Exercise> Give an exact copy of every line, leaving images out.

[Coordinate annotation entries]
** Begin **

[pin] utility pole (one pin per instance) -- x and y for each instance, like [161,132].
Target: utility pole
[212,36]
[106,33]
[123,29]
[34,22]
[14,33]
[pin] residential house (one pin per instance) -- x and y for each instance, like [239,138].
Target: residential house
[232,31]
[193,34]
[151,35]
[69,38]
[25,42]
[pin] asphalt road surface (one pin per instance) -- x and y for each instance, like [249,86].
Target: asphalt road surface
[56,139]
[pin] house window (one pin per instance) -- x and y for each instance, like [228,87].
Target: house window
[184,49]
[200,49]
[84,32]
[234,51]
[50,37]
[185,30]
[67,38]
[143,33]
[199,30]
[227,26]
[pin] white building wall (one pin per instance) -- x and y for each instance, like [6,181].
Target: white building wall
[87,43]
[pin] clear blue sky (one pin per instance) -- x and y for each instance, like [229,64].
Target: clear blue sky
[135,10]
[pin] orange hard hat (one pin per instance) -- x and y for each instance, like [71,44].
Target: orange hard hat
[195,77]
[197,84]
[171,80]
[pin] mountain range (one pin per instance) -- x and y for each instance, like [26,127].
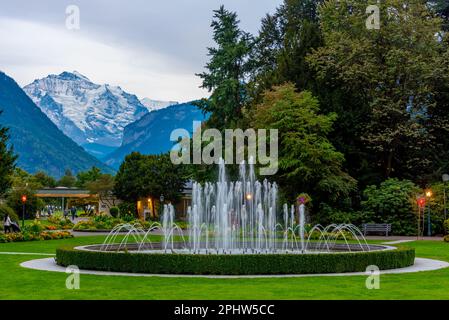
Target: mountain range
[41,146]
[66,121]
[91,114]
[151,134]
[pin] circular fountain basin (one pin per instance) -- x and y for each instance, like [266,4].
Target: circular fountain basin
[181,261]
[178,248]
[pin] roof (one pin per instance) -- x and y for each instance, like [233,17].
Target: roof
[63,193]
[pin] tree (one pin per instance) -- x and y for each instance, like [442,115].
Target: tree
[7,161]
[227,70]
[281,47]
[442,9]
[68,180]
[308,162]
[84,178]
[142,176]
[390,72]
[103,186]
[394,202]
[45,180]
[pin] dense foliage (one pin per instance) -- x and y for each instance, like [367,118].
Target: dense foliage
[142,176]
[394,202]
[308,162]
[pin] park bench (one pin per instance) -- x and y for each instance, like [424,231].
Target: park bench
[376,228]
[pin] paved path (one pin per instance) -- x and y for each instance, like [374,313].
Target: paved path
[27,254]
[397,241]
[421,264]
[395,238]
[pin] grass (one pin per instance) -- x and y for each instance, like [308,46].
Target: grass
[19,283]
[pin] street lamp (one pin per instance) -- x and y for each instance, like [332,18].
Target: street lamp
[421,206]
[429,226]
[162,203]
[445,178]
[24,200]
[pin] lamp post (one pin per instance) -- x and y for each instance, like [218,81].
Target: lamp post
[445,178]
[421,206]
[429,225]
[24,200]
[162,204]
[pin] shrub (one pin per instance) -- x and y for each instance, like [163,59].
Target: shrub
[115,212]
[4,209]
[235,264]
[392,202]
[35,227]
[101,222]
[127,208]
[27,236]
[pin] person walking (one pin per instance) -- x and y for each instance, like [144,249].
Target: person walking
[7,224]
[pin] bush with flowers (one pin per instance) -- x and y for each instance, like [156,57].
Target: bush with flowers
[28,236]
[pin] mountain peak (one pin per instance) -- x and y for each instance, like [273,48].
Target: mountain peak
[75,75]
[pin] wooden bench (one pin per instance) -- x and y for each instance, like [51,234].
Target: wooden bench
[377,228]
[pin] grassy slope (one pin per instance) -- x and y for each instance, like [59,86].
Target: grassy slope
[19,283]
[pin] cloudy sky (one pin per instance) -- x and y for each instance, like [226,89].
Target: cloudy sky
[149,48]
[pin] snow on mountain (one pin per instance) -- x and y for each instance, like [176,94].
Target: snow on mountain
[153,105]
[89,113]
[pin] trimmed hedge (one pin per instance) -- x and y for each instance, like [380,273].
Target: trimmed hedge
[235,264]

** End **

Answer to this task>
[pin] utility pole (one pin per instance) -- x and y for each instance, like [161,132].
Target: utility pole
[212,36]
[106,33]
[123,29]
[34,22]
[14,33]
[pin] residential house (one pin per instance) -- x and y for each instance, like [239,138].
Target: residential house
[232,31]
[193,34]
[151,35]
[69,38]
[25,42]
[pin] asphalt road surface (one pin per instance) -- x and y for each instance, like [249,86].
Target: asphalt road surface
[56,139]
[pin] house window (one pin per instance) -- x and y for each instance, like [228,87].
Target: house window
[184,49]
[200,49]
[84,32]
[234,51]
[50,37]
[185,30]
[67,38]
[143,33]
[199,30]
[227,26]
[pin] white building wall (one pin per instance) -- x and y for each instance, like [6,181].
Target: white building wall
[87,43]
[pin] clear blue sky (one pin per instance) -- x and y for each instance, like [229,64].
Target: clear blue sky
[135,10]
[pin] orange hard hat (one pin per instance) -- x and y for each instance, like [71,44].
Target: orange hard hat
[195,77]
[197,84]
[171,80]
[pin] mountain range (one pin per instance) -- x and y for each instance, like [26,127].
Target: mountain range
[41,146]
[66,121]
[91,114]
[151,134]
[pin] circular fountain basin (one pin per instance) -- x and y for each instance, like [266,4].
Target: circular fountain basin
[181,261]
[178,248]
[pin] roof (one pin per instance) -- x and y for each instance, like [233,17].
Target: roof
[63,193]
[pin] tree (one pin per instance) -- x and y for each instance, like [442,115].
Target: tree
[7,161]
[227,70]
[281,47]
[442,9]
[68,180]
[308,162]
[84,178]
[142,176]
[390,72]
[103,186]
[394,202]
[45,180]
[pin] dense foliage (one pin per instance) -- x and y for each instance, like [367,118].
Target: dense foliage
[142,176]
[394,202]
[308,162]
[pin] park bench (one pin per instance) -- x and y for each instance, like [424,231].
Target: park bench
[376,228]
[pin] paved path (one pin per instance) -- x and y for each instance, like [374,313].
Target: paved path
[27,254]
[397,241]
[421,264]
[395,238]
[pin] grass (one pin per instance) -- x and y for each instance, like [308,46].
Target: grass
[19,283]
[pin] street lamp (one pin per instance) -- x and y for each instance, like [332,18].
Target: street lamp
[421,206]
[429,226]
[162,203]
[445,178]
[24,200]
[pin] lamp post (one pin per instance) -- x and y for each instance, like [218,81].
Target: lamp post
[445,178]
[421,206]
[429,225]
[24,200]
[162,204]
[pin] shrub (one pin per instance) -- x and y for each instance, like [163,59].
Target: shrub
[115,212]
[4,209]
[235,264]
[392,202]
[35,227]
[101,222]
[127,208]
[27,236]
[pin] person walking (one pin per instance) -- x and y for each instance, like [144,249].
Target: person walking
[7,224]
[pin] bush with flowers (one pin per instance) -- x and y for each instance, like [156,57].
Target: bush with flowers
[28,236]
[pin] mountain peak (one pin per instance) -- x and y for each instance, like [273,48].
Target: mountain peak
[75,75]
[pin] wooden bench (one pin per instance) -- x and y for each instance, like [51,234].
Target: wooden bench
[377,228]
[pin] grassy slope (one pin per instance) -- x and y for each instance, like [59,86].
Target: grassy slope
[19,283]
[pin] cloudy sky (one pin per instance) -- x and y for each instance, like [226,89].
Target: cloudy sky
[149,48]
[pin] snow on mountain (one pin per instance) -- x and y for each instance, like [176,94].
Target: snow on mountain
[153,105]
[89,113]
[pin] trimmed hedge (one pin per instance) -- x and y for each instance, like [380,273].
Target: trimmed hedge
[235,264]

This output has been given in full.